↓

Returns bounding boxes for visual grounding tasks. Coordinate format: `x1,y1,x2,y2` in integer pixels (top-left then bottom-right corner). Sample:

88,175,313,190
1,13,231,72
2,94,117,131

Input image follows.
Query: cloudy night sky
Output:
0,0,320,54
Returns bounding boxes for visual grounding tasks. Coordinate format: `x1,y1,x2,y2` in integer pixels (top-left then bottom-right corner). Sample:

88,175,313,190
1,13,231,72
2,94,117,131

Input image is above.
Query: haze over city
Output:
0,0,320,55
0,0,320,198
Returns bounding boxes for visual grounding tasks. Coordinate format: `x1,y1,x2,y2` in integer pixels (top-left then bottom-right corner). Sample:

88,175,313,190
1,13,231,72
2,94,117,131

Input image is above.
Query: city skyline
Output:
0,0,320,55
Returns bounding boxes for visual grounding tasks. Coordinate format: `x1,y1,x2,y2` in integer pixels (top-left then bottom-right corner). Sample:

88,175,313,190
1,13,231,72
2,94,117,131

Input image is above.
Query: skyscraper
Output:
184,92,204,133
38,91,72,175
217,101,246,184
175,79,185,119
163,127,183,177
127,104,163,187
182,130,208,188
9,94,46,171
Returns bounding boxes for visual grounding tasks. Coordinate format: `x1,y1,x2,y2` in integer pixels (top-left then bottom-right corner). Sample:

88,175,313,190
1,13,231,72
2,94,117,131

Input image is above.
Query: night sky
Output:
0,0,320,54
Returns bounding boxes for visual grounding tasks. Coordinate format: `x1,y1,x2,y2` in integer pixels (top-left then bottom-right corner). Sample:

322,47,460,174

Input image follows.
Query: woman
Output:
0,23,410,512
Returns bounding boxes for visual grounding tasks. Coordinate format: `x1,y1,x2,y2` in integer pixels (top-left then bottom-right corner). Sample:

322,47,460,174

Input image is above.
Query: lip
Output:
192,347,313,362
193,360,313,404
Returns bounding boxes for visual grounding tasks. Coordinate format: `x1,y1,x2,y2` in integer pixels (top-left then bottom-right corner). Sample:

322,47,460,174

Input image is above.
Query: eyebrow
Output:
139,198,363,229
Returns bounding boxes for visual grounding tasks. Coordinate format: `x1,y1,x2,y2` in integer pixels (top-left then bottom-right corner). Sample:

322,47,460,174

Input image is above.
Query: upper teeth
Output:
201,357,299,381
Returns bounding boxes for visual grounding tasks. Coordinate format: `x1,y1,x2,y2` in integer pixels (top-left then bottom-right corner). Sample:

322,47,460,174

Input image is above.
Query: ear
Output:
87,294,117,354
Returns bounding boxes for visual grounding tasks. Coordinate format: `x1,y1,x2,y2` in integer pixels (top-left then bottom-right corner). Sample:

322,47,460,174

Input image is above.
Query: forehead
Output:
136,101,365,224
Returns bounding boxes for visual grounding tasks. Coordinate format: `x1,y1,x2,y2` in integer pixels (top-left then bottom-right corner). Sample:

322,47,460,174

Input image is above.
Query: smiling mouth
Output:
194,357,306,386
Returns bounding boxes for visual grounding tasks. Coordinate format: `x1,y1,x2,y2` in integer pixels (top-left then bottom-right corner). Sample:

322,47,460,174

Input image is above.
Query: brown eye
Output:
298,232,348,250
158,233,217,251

↑

**Task details**
Copy all of the items above verbatim, line for line.

**Exercise solution**
Returns bounding boxes for visual grounding tasks. Coordinate format: `x1,y1,x2,y2` in integer pixels (top-left then bottom-right corner). Sample:

88,175,313,190
1,13,231,72
2,94,117,131

Input image follows.
Query: cloudy night sky
Output:
0,0,320,54
Returns bounding boxes for visual grounding tasks. Coordinate format: `x1,y1,x2,y2` in integer pixels (top-left then bottom-right corner). Sample:

88,175,313,190
1,13,231,72
2,94,117,131

Input image is above.
Query: haze over city
Output:
0,0,320,55
0,0,320,198
Returns bounding boxes for visual grounding tasks. Coordinate format: `x1,y1,x2,y2` in integer pixels (top-left then bottom-right corner). Sample:

88,175,313,190
1,13,231,72
2,94,117,131

Input image is above.
Query: city skyline
Output:
0,0,320,55
Returns bounding boxes for visual grounding tasks. Coordinate format: `x1,y1,x2,y2` in integer pixels (top-left then bottom-right corner). Sample:

88,175,313,190
1,13,231,72
2,94,117,131

Input image is above.
Query: skyscraper
Output:
184,92,204,133
38,91,72,175
217,101,246,184
175,79,185,119
163,127,183,177
127,104,163,187
182,130,208,188
9,94,46,171
Returns bounding boxes for visual grounding tasks. Coordinate format: `x1,y1,x2,y2` in integer pixels (top-left then bottom-right corner). Sample:

88,175,313,190
1,13,231,72
2,94,117,131

Input image is above.
Query: night sky
Output:
0,0,320,54
Returns bounding boxes for visual grounding tasks. Coordinate format: `x1,y1,x2,y2` in integer pixels (top-left then bottom-right corner). Sample:

322,47,460,174

Input image follows.
Query: woman
Output:
0,23,410,512
Returns bounding boxes for visual grounding tasks. Coordinate format: `x1,y1,x2,y2` in integer pixels (top-left then bottom-right corner). Sample:

322,47,460,174

Input image is above.
Query: lip
Output:
192,347,313,362
193,360,313,404
Returns bounding boxes for visual grounding tasks. Coordinate format: `x1,y1,x2,y2` in integer pixels (top-left then bottom-right corner). Sample:

322,47,460,174

Input image is above.
Query: eyebrow
Output:
139,198,363,229
Returns bounding boxes for visual grounding tasks. Coordinate format: `x1,y1,x2,y2` in integer pixels (top-left then bottom-right corner). Sample:

322,47,460,174

Input image is above.
Query: upper teeth
Output:
201,357,299,381
Returns bounding boxes for visual grounding tasks. Coordinate format: `x1,y1,x2,y2` in integer pixels (top-left then bottom-right corner). Sample:

322,47,460,174

Input image is above.
Query: ear
Output:
87,294,117,354
Returns bounding boxes for visual grounding tasks. Coordinate format: `x1,y1,x2,y2` in integer pixels (top-left then bottom-right corner). Sample:

322,47,460,174

Input image is above.
Query: forehead
Output:
136,101,365,224
Returns bounding boxes for visual grounding tasks. Coordinate format: `x1,y1,x2,y2` in integer pixels (top-left then bottom-right corner). Sample:

322,47,460,174

Input image is above.
Query: smiling mouth
Output:
194,357,306,386
Returns bounding boxes for visual grounding tasks. Coordinate format: `x1,y1,x2,y2` in integer pixels (top-left then bottom-right corner). Sample:

322,47,460,174

Input image is above.
Query: brown eye
Output:
298,232,348,250
158,233,217,251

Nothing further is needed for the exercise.